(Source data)
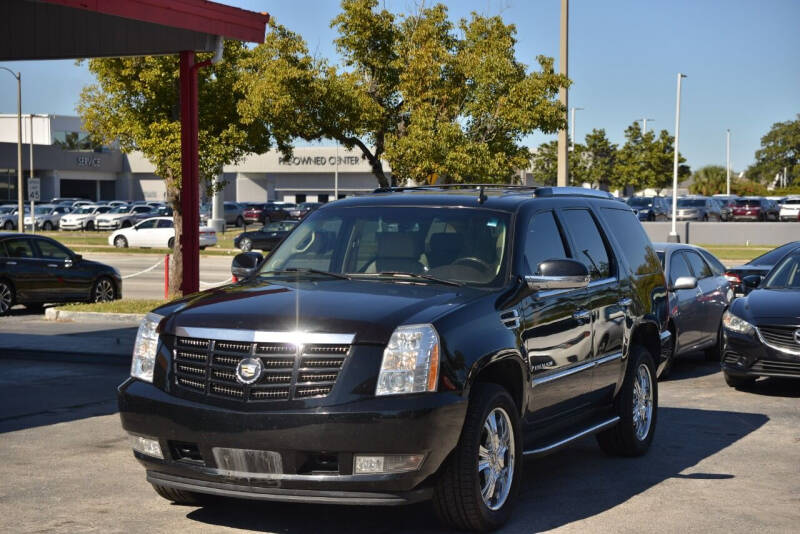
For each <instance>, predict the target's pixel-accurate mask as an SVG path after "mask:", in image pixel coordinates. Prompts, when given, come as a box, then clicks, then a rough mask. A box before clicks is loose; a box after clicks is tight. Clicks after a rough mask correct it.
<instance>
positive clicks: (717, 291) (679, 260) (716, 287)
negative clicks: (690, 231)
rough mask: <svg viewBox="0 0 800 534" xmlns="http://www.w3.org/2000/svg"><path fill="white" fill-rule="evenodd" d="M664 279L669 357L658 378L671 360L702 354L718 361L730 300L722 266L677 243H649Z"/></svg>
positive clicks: (714, 261) (716, 261)
mask: <svg viewBox="0 0 800 534" xmlns="http://www.w3.org/2000/svg"><path fill="white" fill-rule="evenodd" d="M653 246H654V247H655V249H656V253H657V254H658V257H659V259H660V260H661V264H662V265H663V267H664V272H665V274H666V278H667V285H668V286H669V287H668V291H669V293H668V302H669V316H670V318H669V331H670V333H671V334H672V344H673V345H672V353H671V355H670V356H669V357H668V358H667V361H666V362H665V363H664V366H663V370H662V371H661V376H665V375H666V374H667V373H669V370H670V368H671V367H672V364H673V362H674V361H675V358H676V357H678V356H681V355H684V354H688V353H691V352H697V351H701V350H703V351H705V356H706V359H708V360H719V359H720V352H719V349H720V346H721V342H722V337H721V336H722V322H721V321H722V313H723V312H724V311H725V310H726V309H727V308H728V305H729V304H730V302H731V300H733V290H732V289H731V287H730V282H728V279H727V278H725V266H724V265H723V264H722V263H721V262H720V261H719V260H718V259H717V258H715V257H714V255H713V254H711V253H710V252H708V251H707V250H705V249H702V248H700V247H695V246H692V245H682V244H679V243H653Z"/></svg>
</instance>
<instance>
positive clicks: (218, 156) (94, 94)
mask: <svg viewBox="0 0 800 534" xmlns="http://www.w3.org/2000/svg"><path fill="white" fill-rule="evenodd" d="M250 54H251V52H250V51H249V50H248V48H247V47H246V46H245V45H244V44H242V43H240V42H238V41H227V42H226V43H225V49H224V53H223V60H222V61H221V62H219V63H217V64H215V65H212V66H210V67H207V68H204V69H200V70H199V71H198V100H199V117H198V119H199V146H200V151H199V170H200V176H201V177H202V178H203V179H204V180H205V184H206V189H207V192H208V193H209V194H210V193H211V192H212V190H213V187H214V186H213V185H212V183H213V182H212V180H213V178H214V177H215V176H217V175H218V174H219V173H220V172H221V170H222V167H223V165H228V164H232V163H236V162H237V161H239V160H240V159H241V158H242V157H243V156H244V155H246V154H248V153H261V152H265V151H266V150H268V149H269V138H270V136H269V126H268V125H267V124H266V123H265V122H263V121H248V123H245V122H244V121H243V120H242V118H241V116H240V114H239V111H238V104H239V102H240V101H241V100H242V99H243V96H244V95H243V93H242V91H241V90H240V88H239V87H238V85H237V81H238V80H239V78H240V76H241V71H242V61H243V60H244V59H246V58H247V57H249V56H250ZM210 58H211V54H199V57H198V59H199V60H204V59H210ZM88 63H89V71H90V72H91V73H92V74H94V76H95V78H96V83H94V84H92V85H89V86H87V87H86V88H84V90H83V91H82V93H81V96H80V102H79V104H78V112H79V113H80V115H81V117H82V119H83V124H84V128H85V129H86V131H87V132H89V133H90V135H91V136H92V138H93V139H94V140H95V141H96V142H99V143H102V144H110V143H113V142H115V141H117V142H119V146H120V148H121V149H122V150H123V151H124V152H131V151H136V150H139V151H141V152H142V153H143V154H144V156H145V157H146V158H147V159H148V160H149V161H150V162H151V163H152V164H153V165H154V166H155V170H156V174H157V175H158V176H160V177H162V178H163V179H164V181H165V184H166V191H167V200H168V201H169V203H170V204H171V206H172V208H173V210H174V221H175V246H174V250H173V260H172V261H171V262H170V288H169V291H170V294H171V295H173V296H178V295H180V291H181V290H180V287H181V283H182V280H183V250H182V247H181V225H182V213H181V133H180V132H181V126H180V105H179V100H180V98H179V94H180V73H179V59H178V57H177V56H146V57H126V58H102V59H91V60H89V62H88ZM278 126H279V127H280V126H281V125H278Z"/></svg>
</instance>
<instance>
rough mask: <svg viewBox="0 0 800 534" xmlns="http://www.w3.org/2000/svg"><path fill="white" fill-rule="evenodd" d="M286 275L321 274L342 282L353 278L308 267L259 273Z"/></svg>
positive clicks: (327, 271)
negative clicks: (285, 274)
mask: <svg viewBox="0 0 800 534" xmlns="http://www.w3.org/2000/svg"><path fill="white" fill-rule="evenodd" d="M285 273H301V274H303V273H305V274H308V273H311V274H321V275H324V276H330V277H331V278H339V279H341V280H350V279H351V278H350V277H349V276H347V275H346V274H340V273H332V272H330V271H321V270H319V269H309V268H306V267H289V268H288V269H277V270H275V271H264V272H263V273H259V275H264V274H285Z"/></svg>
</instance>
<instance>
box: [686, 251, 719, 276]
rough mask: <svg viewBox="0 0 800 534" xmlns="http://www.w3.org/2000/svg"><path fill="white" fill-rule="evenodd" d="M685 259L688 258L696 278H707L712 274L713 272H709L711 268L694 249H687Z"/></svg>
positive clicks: (692, 270)
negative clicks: (709, 266) (695, 251)
mask: <svg viewBox="0 0 800 534" xmlns="http://www.w3.org/2000/svg"><path fill="white" fill-rule="evenodd" d="M685 254H686V259H687V260H689V264H691V266H692V271H694V275H695V277H696V278H697V279H698V280H702V279H703V278H708V277H709V276H712V275H713V273H712V272H711V268H710V267H709V266H708V264H706V262H705V261H703V258H701V257H700V255H699V254H698V253H697V252H694V251H687V252H686V253H685Z"/></svg>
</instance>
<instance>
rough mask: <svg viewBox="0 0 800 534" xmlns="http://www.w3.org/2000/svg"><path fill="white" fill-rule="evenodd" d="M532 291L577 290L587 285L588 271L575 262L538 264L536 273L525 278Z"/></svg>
mask: <svg viewBox="0 0 800 534" xmlns="http://www.w3.org/2000/svg"><path fill="white" fill-rule="evenodd" d="M525 283H526V284H527V285H528V287H529V288H530V289H532V290H534V291H543V290H549V289H579V288H582V287H586V286H588V285H589V270H588V269H587V268H586V265H584V264H583V263H581V262H579V261H575V260H567V259H561V260H547V261H543V262H542V263H540V264H539V270H538V273H537V274H535V275H532V276H526V277H525Z"/></svg>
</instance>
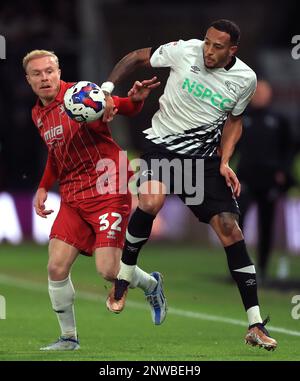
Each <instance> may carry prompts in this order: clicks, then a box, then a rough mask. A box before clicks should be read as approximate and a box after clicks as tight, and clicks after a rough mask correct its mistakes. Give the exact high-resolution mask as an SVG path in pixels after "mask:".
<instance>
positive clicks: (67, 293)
mask: <svg viewBox="0 0 300 381" xmlns="http://www.w3.org/2000/svg"><path fill="white" fill-rule="evenodd" d="M48 291H49V296H50V299H51V303H52V307H53V310H54V311H55V312H56V316H57V319H58V322H59V325H60V329H61V333H62V335H63V336H67V337H75V338H77V332H76V322H75V314H74V297H75V291H74V287H73V284H72V281H71V278H70V276H68V278H66V279H64V280H61V281H53V280H51V279H48Z"/></svg>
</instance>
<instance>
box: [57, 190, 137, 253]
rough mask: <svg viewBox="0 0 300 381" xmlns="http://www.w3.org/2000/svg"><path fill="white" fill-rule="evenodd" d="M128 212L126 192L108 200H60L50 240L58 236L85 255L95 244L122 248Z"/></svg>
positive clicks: (96, 199)
mask: <svg viewBox="0 0 300 381" xmlns="http://www.w3.org/2000/svg"><path fill="white" fill-rule="evenodd" d="M130 212H131V194H130V193H129V194H125V195H116V196H114V197H111V198H109V199H105V198H103V197H99V198H98V197H97V198H92V199H88V200H82V201H76V202H68V203H65V202H63V201H62V202H61V204H60V209H59V212H58V214H57V217H56V219H55V221H54V223H53V226H52V229H51V233H50V239H51V238H57V239H60V240H61V241H64V242H66V243H68V244H69V245H72V246H74V247H76V248H78V250H79V251H80V252H81V254H85V255H92V254H93V251H94V250H95V249H96V248H98V247H108V246H112V247H118V248H120V249H122V248H123V245H124V241H125V233H126V228H127V224H128V218H129V215H130Z"/></svg>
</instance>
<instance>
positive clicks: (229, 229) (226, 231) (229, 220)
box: [219, 213, 243, 242]
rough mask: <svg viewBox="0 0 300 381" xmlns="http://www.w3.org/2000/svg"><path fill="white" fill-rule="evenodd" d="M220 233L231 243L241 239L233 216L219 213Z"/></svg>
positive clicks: (223, 213)
mask: <svg viewBox="0 0 300 381" xmlns="http://www.w3.org/2000/svg"><path fill="white" fill-rule="evenodd" d="M219 218H220V228H221V233H222V235H223V236H225V237H226V238H230V239H231V240H232V241H233V242H237V241H240V240H241V239H243V234H242V231H241V229H240V228H239V225H238V223H237V220H236V218H235V216H234V215H232V214H227V213H221V214H220V216H219Z"/></svg>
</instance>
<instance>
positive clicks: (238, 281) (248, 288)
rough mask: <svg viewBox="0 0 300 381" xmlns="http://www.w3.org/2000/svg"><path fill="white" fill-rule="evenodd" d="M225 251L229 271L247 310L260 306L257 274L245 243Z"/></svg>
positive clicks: (234, 245)
mask: <svg viewBox="0 0 300 381" xmlns="http://www.w3.org/2000/svg"><path fill="white" fill-rule="evenodd" d="M224 249H225V251H226V254H227V262H228V267H229V270H230V272H231V275H232V278H233V279H234V280H235V282H236V284H237V286H238V288H239V291H240V294H241V297H242V301H243V304H244V307H245V310H246V311H247V310H248V309H249V308H251V307H253V306H258V305H259V303H258V297H257V284H256V272H255V267H254V265H253V263H252V261H251V259H250V258H249V255H248V252H247V248H246V245H245V241H244V240H242V241H239V242H236V243H234V244H233V245H230V246H227V247H224Z"/></svg>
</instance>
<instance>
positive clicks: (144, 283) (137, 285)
mask: <svg viewBox="0 0 300 381" xmlns="http://www.w3.org/2000/svg"><path fill="white" fill-rule="evenodd" d="M156 285H157V280H156V279H155V278H154V277H153V276H152V275H150V274H148V273H146V272H145V271H143V270H142V269H140V268H139V267H138V266H135V270H134V273H133V276H132V281H131V282H130V285H129V287H130V288H136V287H139V288H141V289H142V290H143V291H145V292H147V293H150V292H152V291H153V290H154V289H155V287H156Z"/></svg>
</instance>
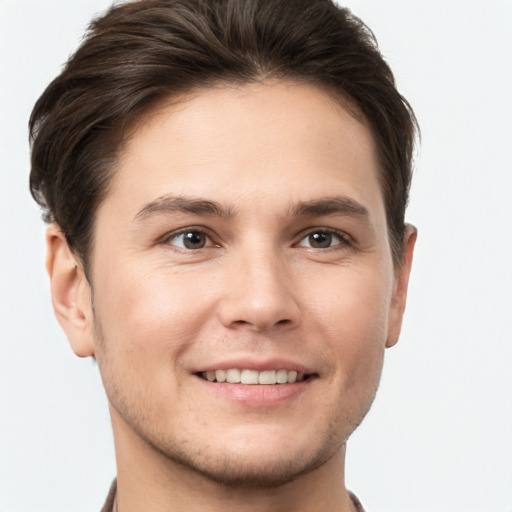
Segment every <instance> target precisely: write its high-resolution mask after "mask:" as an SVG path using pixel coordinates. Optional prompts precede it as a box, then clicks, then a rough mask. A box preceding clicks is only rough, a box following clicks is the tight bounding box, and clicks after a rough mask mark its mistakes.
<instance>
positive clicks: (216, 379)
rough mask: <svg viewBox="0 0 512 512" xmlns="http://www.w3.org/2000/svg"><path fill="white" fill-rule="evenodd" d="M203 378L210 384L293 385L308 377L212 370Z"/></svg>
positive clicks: (295, 371)
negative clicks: (229, 383) (224, 383)
mask: <svg viewBox="0 0 512 512" xmlns="http://www.w3.org/2000/svg"><path fill="white" fill-rule="evenodd" d="M201 376H202V377H203V378H204V379H206V380H208V381H210V382H229V383H230V384H240V383H241V384H266V385H271V384H293V383H294V382H302V381H303V380H304V379H305V378H306V375H304V374H303V373H300V372H299V373H298V372H296V371H287V370H265V371H262V372H258V371H256V370H239V369H237V368H231V369H229V370H211V371H207V372H203V373H202V374H201Z"/></svg>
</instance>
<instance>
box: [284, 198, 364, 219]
mask: <svg viewBox="0 0 512 512" xmlns="http://www.w3.org/2000/svg"><path fill="white" fill-rule="evenodd" d="M292 214H293V215H295V216H319V215H347V216H351V217H360V218H361V219H362V220H365V221H369V219H370V214H369V212H368V210H367V209H366V208H365V207H364V206H363V205H362V204H360V203H358V202H357V201H355V200H353V199H351V198H349V197H344V196H340V197H326V198H323V199H314V200H312V201H305V202H300V203H299V204H297V205H296V206H295V207H294V208H293V209H292Z"/></svg>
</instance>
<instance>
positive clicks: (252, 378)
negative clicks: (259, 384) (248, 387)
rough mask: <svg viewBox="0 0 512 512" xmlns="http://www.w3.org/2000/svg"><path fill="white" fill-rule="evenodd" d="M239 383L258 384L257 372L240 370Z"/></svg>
mask: <svg viewBox="0 0 512 512" xmlns="http://www.w3.org/2000/svg"><path fill="white" fill-rule="evenodd" d="M240 382H241V383H242V384H258V372H257V371H256V370H242V373H241V375H240Z"/></svg>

**What is expected:**
What are the lines, exactly as written above, from the line with "box: [284, 198, 364, 219]" to the line with "positive clicks: (252, 378)", both included? Output only those.

**Answer to the exercise:**
box: [284, 198, 364, 219]
mask: <svg viewBox="0 0 512 512" xmlns="http://www.w3.org/2000/svg"><path fill="white" fill-rule="evenodd" d="M292 214H293V215H295V216H319V215H347V216H351V217H360V218H361V219H362V220H365V221H369V219H370V214H369V212H368V210H367V209H366V208H365V207H364V206H363V205H362V204H360V203H358V202H357V201H355V200H353V199H351V198H349V197H344V196H340V197H326V198H323V199H314V200H312V201H305V202H300V203H299V204H297V205H296V206H295V207H294V208H293V209H292Z"/></svg>
</instance>
<instance>
positive clicks: (252, 378)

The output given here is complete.